*Что сделать*.
a. Чем в стихотворном тексте названы «престолы наши»?
b. Замените «Серпом» на «Косой» в отрывке стихотворного текста, начиная с «Когда дохнет в» и заканчивая «в селениях счастливых!», и приведите этот отрывок.
c. Допишите продолжение стихотворного текста вслед за его последними словами.

*Исходный текст*.
────
Меня как хищник низложила,

Свой зев разинула могила

И все житейское взяла.

Спасайтесь сродники и чада,

Из гроба к вам взываю я,

Спасайтесь, братья и друзья,

Да не узрите пламень ада!

Вся жизнь есть царство суеты,

И, дуновенья смерти чуя,

Мы увядаем как цветы –

Почто же мы мятемся всуе?

Престолы наши суть гроба,

Чертоги наши – разрушенье –

Прийми усопшего раба,

Господь, в блаженные селенья!

Средь груды тлеющих костей

Кто царь, кто раб, судья иль воин?

Кто Царства Божия достоин,

И кто отверженный злодей?

О, братья, где сребро и злато,

Где сонмы многие рабов?

Среди неведомых гробов

Кто есть убогий, кто богатый?

Все пепел, дым, и пыль, и прах,

Все призрак, тень и привиденье –

Лишь у Тебя, на небесах,

Господь, и пристань и спасенье!

Исчезнет все, что было плоть,

Величье наше будет тленье –

Прийми усопшаго, Господь,

В Твои блаженные селенья!

И Ты, предстательница всем,

И Ты, заступница скорбящим,

К Тебе, о брате, здесь лежащем,

К Тебе, Святая, вопием!

Моли божественного Сына,

Его, пречистая, моли,

Дабы отживший на земли

Оставил здесь свои кручины!

Все пепел, прах, и дым и тень,

О, други, призраку не верьте!

Когда дохнет в нежданный день

Дыханье тлительное смерти,

Мы все поляжем как хлеба,

Серпом подрезанные в нивах –

Прийми усопшего раба,

Господь, в селениях счастливых!

Иду в незнаемый я путь,

Иду меж страха и надежды;

Мой взор угас, остыла грудь,

Не внемлет слух, сомкнуты вежды;

Лежу безгласен, недвижим,

Не слышу братского рыданья,

И от кадила синий дым

Не мне струит благоуханье;

Но, вечным сном пока я сплю,

Моя любовь не умирает,

И ею, братья, вас молю,

Да каждый к Господу взывает:

Господь, в тот день, когда труба

Вострубит мира преставленье –

Прийми усопшего раба

В Твои блаженные селенья!

… Завершается поэма гимнической песнью человека-странника на земле:

Благословляю вас, леса, (Благословение)
────
*Строки данных*.
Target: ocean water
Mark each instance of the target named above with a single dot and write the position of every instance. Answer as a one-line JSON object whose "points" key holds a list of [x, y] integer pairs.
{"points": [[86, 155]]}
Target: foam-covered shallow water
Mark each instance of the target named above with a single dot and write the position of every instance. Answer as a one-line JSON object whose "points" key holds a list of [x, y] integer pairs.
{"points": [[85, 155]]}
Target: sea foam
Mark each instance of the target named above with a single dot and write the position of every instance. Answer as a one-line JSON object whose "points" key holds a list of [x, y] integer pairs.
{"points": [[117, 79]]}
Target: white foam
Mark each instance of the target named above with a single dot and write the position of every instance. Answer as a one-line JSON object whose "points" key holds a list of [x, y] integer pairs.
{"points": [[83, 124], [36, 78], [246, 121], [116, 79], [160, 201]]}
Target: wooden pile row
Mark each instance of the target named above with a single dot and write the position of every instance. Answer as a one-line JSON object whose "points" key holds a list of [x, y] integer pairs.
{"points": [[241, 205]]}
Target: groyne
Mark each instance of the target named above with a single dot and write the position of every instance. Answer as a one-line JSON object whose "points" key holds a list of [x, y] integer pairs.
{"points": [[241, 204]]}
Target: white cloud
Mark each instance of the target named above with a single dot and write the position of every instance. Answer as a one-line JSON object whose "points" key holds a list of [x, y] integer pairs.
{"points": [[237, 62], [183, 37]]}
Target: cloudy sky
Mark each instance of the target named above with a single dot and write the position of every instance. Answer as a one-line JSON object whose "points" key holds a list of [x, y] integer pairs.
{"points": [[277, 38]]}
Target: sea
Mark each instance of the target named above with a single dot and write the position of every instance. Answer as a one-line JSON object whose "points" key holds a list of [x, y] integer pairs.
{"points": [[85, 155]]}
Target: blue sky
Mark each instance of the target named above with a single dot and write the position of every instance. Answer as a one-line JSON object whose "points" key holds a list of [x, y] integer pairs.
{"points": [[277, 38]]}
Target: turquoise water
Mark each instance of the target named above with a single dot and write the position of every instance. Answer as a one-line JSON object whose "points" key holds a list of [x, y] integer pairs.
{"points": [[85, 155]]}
────
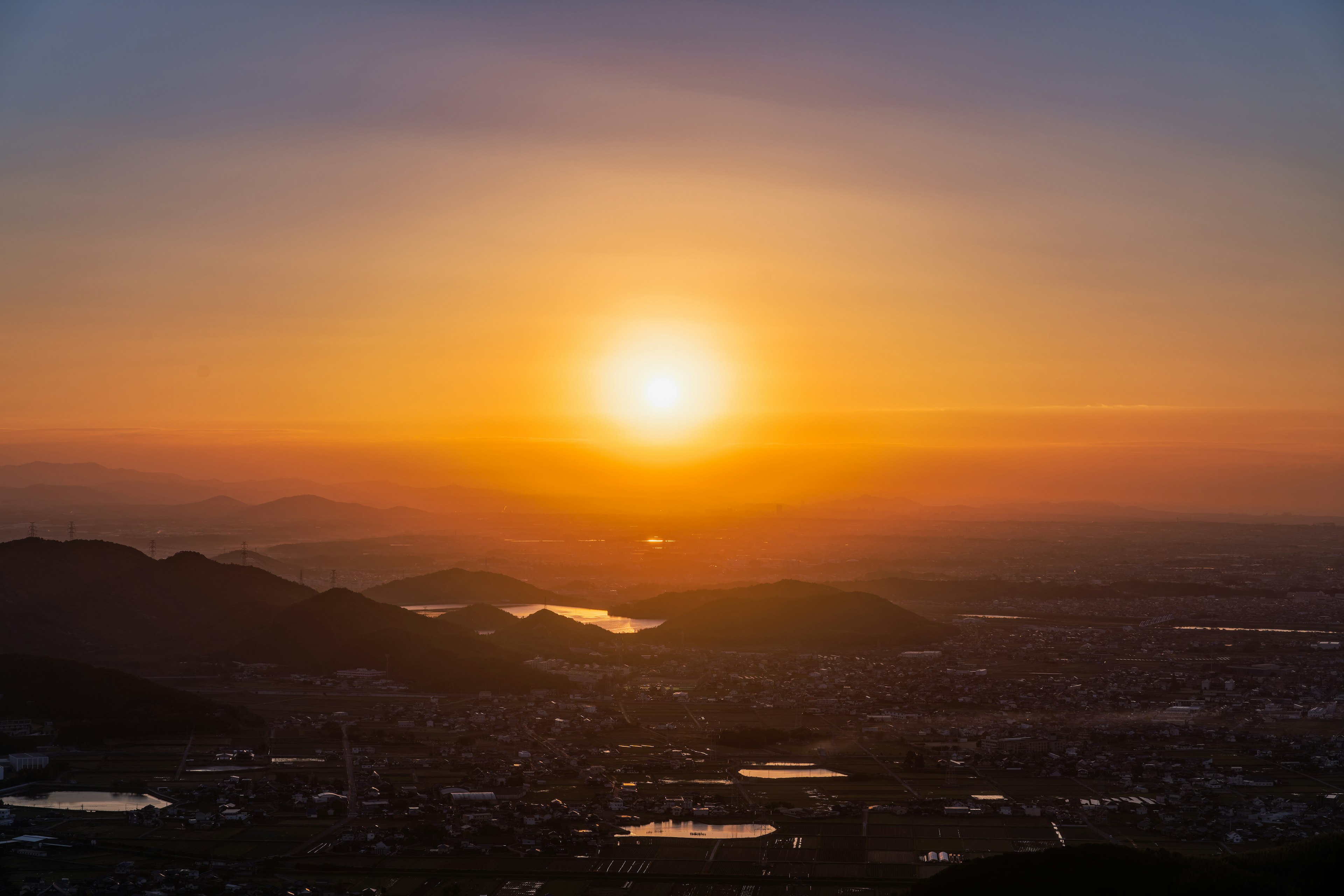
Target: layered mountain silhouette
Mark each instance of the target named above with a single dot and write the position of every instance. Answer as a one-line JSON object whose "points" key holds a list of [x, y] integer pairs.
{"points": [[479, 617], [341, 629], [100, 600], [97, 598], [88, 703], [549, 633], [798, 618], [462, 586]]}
────
*Ответы по порядку*.
a. Гробами: «Престолы наши суть гроба».

b.
Когда дохнет в нежданный день

Дыханье тлительное смерти,

Мы все поляжем как хлеба,

Косой подрезанные в нивах –

Прийми усопшего раба,

Господь, в селениях счастливых!

c.
Долины, нивы, горы, воды,

Благословляю я свободу

И голубые небеса!

И посох мой благословляю,

И эту бедную суму,

И степь от краю и до краю,

И солнца свет и ночи тьму,

И одинокую тропинку,

По коей, нищий, я иду,

И в поле каждую былинку,

И в небе каждую звезду!

(Любовь)

О, если-б мог всю жизнь смешать я,

Всю душу вместе с вами слить;

О, если-б мог в мои объятья

Я вас, враги, друзья и братья

И всю природу заключить!

(Вдохновение)

Как горней бури приближенье,

Как натиск пенящихся вод,

Теперь в груди моей растет

Святая сила вдохновенья.

Уж на устах дрожит хвала

Всему, что благо и достойно –

Какия-ж мне воспеть дела,

Какия битвы или войны?

Где я для дара моего

Найду высокую задачу,

Чье передам я торжество,

Иль чье падение оплачу?

(Вознесение человека)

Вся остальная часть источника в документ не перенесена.